Records for processing: Begin

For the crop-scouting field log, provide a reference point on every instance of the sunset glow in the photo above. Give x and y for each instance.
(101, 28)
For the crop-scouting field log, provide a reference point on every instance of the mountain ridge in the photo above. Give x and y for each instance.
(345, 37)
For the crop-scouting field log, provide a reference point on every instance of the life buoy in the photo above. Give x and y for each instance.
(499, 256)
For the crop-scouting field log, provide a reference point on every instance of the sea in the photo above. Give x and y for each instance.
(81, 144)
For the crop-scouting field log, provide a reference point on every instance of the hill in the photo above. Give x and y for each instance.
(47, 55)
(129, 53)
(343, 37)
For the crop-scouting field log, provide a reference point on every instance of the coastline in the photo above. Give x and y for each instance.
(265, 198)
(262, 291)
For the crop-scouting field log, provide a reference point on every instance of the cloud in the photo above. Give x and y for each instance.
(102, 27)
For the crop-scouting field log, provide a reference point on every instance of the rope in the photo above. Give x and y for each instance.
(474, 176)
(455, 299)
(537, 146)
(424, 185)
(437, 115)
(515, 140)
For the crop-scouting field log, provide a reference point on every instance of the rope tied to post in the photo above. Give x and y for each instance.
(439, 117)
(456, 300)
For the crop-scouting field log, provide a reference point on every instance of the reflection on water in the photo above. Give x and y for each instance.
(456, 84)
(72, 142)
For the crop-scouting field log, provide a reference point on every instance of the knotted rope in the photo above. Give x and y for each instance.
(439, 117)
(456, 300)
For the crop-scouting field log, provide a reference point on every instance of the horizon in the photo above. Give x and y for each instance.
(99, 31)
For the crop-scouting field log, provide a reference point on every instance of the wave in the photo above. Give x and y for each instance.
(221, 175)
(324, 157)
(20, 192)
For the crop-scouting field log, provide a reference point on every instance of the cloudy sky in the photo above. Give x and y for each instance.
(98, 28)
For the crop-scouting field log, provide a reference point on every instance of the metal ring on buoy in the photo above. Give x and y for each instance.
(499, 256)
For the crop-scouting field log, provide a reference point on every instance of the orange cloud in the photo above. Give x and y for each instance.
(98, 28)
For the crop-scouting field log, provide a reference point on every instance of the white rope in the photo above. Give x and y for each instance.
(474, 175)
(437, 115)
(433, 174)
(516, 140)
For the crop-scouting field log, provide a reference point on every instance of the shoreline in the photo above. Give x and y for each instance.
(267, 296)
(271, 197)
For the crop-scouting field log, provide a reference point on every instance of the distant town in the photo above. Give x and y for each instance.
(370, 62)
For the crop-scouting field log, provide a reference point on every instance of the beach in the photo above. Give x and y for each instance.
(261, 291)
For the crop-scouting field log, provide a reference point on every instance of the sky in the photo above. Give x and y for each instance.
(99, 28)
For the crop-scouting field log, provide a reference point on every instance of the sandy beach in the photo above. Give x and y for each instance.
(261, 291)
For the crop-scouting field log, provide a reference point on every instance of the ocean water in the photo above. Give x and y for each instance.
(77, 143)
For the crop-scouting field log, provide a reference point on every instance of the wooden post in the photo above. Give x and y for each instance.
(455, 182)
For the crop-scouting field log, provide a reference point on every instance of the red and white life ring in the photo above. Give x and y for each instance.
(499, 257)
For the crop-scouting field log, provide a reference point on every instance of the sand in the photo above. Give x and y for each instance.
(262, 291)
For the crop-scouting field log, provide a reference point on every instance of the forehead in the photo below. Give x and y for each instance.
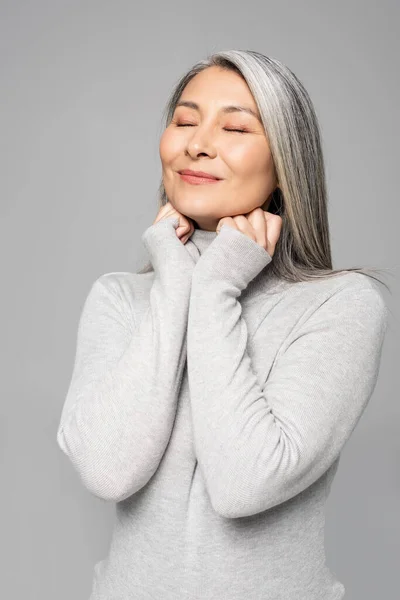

Records for processing: End

> [What the task asks] Final task for the records above: print exactly the lines from the one that contains "of the beach" through the last line, both ends included, pictures excluded.

> [Exercise answer]
For the crop-scouting field log, provide a reference point on every instance of the beach in the photo above. Give x and y for each instance.
(261, 291)
For the crop-scouting field log, provide a reference point on every instance of the sky in the photo above. Give x and y for each instance.
(99, 28)
For the crop-scouting field log, provide a reference point on every instance of the sandy beach in the photo above. Give x and y for each instance.
(261, 291)
For the crop-scouting field log, provide a reference point on every instance of the ocean water in the photo above. Give x and y for each instance.
(77, 143)
For the crop-scouting field log, provide a reference point on every instance of the wooden post in the photo above. Give x and y for each instance.
(455, 182)
For the crop-scouting field log, provide a reference point on every instance of the red and white life ring in the photo above. Give x and y for each instance.
(499, 257)
For the crop-scouting field log, provide a reference point on every instance of the sand in the photo above. Give x and y for each instance.
(262, 291)
For the crop-scouting field log, provide a reference point on every instance of the forehead in the photo below. Give x and y for each instance.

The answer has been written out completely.